● EXERCISE DIRECTIONS:
Copy every one of the following rows verbatim, keeping each line as it appears.

[Data listing]
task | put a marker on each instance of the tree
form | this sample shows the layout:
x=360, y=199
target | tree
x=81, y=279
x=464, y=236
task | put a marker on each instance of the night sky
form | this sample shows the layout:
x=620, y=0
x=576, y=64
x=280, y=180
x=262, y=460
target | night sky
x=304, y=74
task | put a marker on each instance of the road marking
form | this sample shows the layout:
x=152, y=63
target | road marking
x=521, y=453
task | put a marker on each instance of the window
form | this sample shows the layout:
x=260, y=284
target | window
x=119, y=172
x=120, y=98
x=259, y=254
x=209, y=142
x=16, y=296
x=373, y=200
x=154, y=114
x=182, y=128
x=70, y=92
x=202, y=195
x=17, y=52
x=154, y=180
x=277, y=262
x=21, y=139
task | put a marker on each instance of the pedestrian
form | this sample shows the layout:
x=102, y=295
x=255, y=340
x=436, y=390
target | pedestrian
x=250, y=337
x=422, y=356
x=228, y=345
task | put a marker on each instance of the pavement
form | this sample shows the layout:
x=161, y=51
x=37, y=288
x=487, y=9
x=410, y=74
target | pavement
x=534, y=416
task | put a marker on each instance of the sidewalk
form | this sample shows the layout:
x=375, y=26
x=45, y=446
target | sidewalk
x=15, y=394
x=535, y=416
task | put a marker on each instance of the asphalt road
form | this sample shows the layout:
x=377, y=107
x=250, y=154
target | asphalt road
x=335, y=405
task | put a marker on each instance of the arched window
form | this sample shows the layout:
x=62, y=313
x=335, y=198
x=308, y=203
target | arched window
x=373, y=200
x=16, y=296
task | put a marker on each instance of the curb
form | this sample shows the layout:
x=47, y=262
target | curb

● RESULT FOR THIS EXERCISE:
task | put a marker on each instance of the tree
form | this sample shows the layout:
x=360, y=199
target | tree
x=81, y=279
x=464, y=236
task | put a marker on each instance of the night sky
form | this sample shows the layout:
x=620, y=0
x=576, y=64
x=280, y=180
x=262, y=460
target | night sky
x=304, y=74
task | put a marker on each instance of the road marking
form | this sample shows the layout:
x=152, y=63
target | road marking
x=521, y=453
task | put a marker on each instance of the window
form | this sample shows the layout:
x=260, y=284
target | window
x=119, y=172
x=120, y=98
x=259, y=254
x=209, y=142
x=16, y=296
x=373, y=200
x=154, y=114
x=182, y=128
x=70, y=92
x=202, y=195
x=17, y=52
x=154, y=180
x=277, y=262
x=21, y=139
task | put a marker on each instance of the pedestrian
form | this sample shows the layout:
x=102, y=295
x=255, y=340
x=436, y=390
target | pedestrian
x=250, y=337
x=422, y=356
x=228, y=345
task | put a marker on each instance of the pavement
form | this sample shows the layout:
x=161, y=51
x=37, y=288
x=487, y=9
x=410, y=74
target | pavement
x=534, y=416
task | put a marker on each instance of the sidewalk
form | this sample shows the layout:
x=375, y=26
x=45, y=446
target | sidewalk
x=15, y=394
x=535, y=416
task | put a marker on each instance of the asphalt road
form | this sample shows the layout:
x=377, y=107
x=250, y=154
target | asphalt road
x=335, y=405
task | put a marker on each instance of the arched window
form | this sample shows the layout:
x=62, y=313
x=335, y=198
x=308, y=203
target | arched window
x=373, y=200
x=16, y=296
task | put a marker on each instance of the curb
form | this sample shows the layout:
x=47, y=262
target | curb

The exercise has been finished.